# Finally Saw It!



## Kayos and Havoc (Oct 17, 2002)

Eight Below! The movie about the sled dogs in antartica. It has only been out for a few years but I had never seen it. 

I got to work this AM over here in Iraq and was the only one here for about an hour so I turned on the TV in the office to listen to CNN. Well CNN was off AFN for a while and it was boxing instead so I changed the channel and found an Adam Sandler movie and just left it on for noise. I was feeling a bit homesick this morning as my son got home to the states for Christmas and I am not there and I wanted the 'company' of the TV. 

Well anyway.... after the Adam Sandler movie Eight Below came on and I finally got to watch it. It made me more homesick for my own dogs. Espacially after I was Skyping home last night and Havoc was crawled up in my son's lap while he was talking to me.

I thought it was a good movie, made me sad that some of the dogs did not make it but I am so happy Max and Mya did make it. Great dogs and made me want one. 

I think Max was an awesome dog but Mya was my favorite.


----------



## mjbgsd (Jun 29, 2004)

I remember watching that movie, I cried....


----------



## Mrs.K (Jul 14, 2009)

> Originally Posted By: KathyWEight Below! The movie about the sled dogs in antartica. It has only been out for a few years but I had never seen it.
> 
> I got to work this AM over here in Iraq and was the only one here for about an hour so I turned on the TV in the office to listen to CNN. Well CNN was off AFN for a while and it was boxing instead so I changed the channel and found an Adam Sandler movie and just left it on for noise. I was feeling a bit homesick this morning as my son got home to the states for Christmas and I am not there and I wanted the 'company' of the TV.
> 
> ...


Aaaah that was about sled dogs? I know it was on AFN, watched the Adam Sandler movie too but decided to watch Town without Christmas instead of 8 below. If I knew it was about dogs I would have watched it.

Please take care over there. 

Definitely have to see if the Shopette has 8 below as a rental.


----------



## Kayos and Havoc (Oct 17, 2002)

That is right you are in Germany and we get our AFN from Germany. We don't get much but it beats nothing.


----------



## elisabeth_00117 (May 17, 2009)

I love that movie. I cry every time I watch it!

ETA: Paul Walker (main character) is also another reason I love that movie....


----------



## jfisher (Dec 29, 2005)

The only thing that bothered me about that movie is I don't think Paul Walker acted emotional enough over the loss of his dogs. I would have been FREAKING OUT when I was forced to leave them behind. Can you even imagine?! I just wish there would have been more emotion behind his character. Other than that, really liked it.

-Jackie


----------



## Chicagocanine (Aug 7, 2008)

The leopard seal freaked me out... I never knew they were that scary-looking as adults until I saw that movie!

**Rows**
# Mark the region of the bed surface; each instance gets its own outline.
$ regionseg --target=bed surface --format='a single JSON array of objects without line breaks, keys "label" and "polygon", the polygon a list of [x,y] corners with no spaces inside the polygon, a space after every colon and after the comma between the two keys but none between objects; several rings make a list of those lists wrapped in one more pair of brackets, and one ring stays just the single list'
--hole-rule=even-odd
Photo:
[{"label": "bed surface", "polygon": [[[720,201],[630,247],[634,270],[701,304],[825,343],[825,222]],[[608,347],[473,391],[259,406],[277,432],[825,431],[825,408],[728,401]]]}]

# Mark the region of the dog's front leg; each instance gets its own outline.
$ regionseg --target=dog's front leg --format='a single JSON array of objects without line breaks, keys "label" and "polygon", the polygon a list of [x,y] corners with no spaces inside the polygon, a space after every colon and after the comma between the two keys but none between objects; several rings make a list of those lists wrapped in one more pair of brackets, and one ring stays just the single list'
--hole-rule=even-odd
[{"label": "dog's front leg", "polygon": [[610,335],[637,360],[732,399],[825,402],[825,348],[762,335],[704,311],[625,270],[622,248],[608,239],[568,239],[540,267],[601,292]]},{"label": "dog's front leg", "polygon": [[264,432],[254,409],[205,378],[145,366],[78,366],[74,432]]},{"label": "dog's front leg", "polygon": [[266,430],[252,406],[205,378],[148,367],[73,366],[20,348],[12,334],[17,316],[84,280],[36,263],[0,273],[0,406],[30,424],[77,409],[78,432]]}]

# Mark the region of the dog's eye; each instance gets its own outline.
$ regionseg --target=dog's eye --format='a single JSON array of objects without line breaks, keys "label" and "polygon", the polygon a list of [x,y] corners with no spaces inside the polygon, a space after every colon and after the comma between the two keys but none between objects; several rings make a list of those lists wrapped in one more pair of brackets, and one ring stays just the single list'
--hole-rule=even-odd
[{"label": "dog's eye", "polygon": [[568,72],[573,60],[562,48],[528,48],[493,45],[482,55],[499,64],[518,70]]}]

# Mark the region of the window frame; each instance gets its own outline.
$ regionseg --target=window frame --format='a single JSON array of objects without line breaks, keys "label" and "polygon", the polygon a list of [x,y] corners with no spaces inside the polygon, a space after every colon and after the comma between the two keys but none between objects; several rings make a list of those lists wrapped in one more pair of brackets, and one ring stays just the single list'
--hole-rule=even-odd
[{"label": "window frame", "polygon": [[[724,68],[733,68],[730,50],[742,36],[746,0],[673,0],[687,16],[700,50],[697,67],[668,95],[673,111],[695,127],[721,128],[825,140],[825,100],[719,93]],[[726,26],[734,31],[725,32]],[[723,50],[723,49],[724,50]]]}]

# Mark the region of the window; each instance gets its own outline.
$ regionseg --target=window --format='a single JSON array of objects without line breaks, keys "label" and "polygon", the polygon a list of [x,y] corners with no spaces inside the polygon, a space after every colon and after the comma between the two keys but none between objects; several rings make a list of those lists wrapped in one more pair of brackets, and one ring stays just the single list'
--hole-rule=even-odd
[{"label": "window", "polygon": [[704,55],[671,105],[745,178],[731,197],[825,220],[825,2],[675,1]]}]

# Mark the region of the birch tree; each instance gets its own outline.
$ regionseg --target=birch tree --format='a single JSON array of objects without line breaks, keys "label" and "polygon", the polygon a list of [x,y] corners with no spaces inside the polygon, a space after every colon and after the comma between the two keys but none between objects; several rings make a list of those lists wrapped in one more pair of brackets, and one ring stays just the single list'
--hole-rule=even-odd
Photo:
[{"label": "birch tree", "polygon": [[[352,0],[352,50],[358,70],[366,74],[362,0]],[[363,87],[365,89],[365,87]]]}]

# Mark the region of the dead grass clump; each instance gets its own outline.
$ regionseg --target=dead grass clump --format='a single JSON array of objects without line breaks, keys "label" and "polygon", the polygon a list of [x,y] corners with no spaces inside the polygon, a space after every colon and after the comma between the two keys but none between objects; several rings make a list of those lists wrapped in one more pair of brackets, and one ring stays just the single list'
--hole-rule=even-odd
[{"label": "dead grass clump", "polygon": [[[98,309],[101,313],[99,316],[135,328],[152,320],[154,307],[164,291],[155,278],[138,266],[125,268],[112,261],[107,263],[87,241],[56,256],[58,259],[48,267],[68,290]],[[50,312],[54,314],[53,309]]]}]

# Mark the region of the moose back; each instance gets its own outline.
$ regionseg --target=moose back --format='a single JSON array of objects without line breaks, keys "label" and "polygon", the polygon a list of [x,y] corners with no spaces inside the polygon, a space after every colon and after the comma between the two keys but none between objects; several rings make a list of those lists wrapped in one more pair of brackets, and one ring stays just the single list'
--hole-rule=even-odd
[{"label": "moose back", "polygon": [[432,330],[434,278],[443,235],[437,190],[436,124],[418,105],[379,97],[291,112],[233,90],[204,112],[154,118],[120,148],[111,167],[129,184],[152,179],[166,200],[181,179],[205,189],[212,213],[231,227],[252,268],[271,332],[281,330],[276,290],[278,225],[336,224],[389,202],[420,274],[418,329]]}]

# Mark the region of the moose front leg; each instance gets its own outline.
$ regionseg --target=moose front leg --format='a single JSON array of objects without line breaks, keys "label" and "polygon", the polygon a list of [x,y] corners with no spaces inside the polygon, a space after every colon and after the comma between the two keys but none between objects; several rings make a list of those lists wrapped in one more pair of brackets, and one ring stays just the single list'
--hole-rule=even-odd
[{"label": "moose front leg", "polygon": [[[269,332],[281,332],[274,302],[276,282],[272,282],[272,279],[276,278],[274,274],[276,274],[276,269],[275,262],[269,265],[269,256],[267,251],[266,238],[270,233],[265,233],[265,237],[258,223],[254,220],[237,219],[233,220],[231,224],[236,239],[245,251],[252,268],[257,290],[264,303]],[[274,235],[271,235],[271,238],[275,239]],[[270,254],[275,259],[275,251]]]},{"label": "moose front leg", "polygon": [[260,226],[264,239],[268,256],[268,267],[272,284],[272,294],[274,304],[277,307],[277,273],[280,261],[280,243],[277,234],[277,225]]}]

**Request 1**
Write out the part of the thread about the movie Eight Below from "I thought it" up to and including "(Jun 29, 2004)".
**Request 2**
Collect every line in the entries that contains the string "frame".

**Output 1**
I thought it was a good movie, made me sad that some of the dogs did not make it but I am so happy Max and Mya did make it. Great dogs and made me want one. 

I think Max was an awesome dog but Mya was my favorite.


----------



## mjbgsd (Jun 29, 2004)

**Output 2**
# Mark the region of the window frame; each instance gets its own outline.
$ regionseg --target=window frame --format='a single JSON array of objects without line breaks, keys "label" and "polygon", the polygon a list of [x,y] corners with no spaces inside the polygon, a space after every colon and after the comma between the two keys but none between objects; several rings make a list of those lists wrapped in one more pair of brackets, and one ring stays just the single list'
[{"label": "window frame", "polygon": [[[724,68],[733,68],[730,50],[742,36],[746,0],[673,0],[687,16],[700,50],[697,67],[668,95],[673,111],[695,127],[721,128],[825,140],[825,100],[719,93]],[[726,26],[734,31],[725,32]],[[723,50],[723,49],[724,50]]]}]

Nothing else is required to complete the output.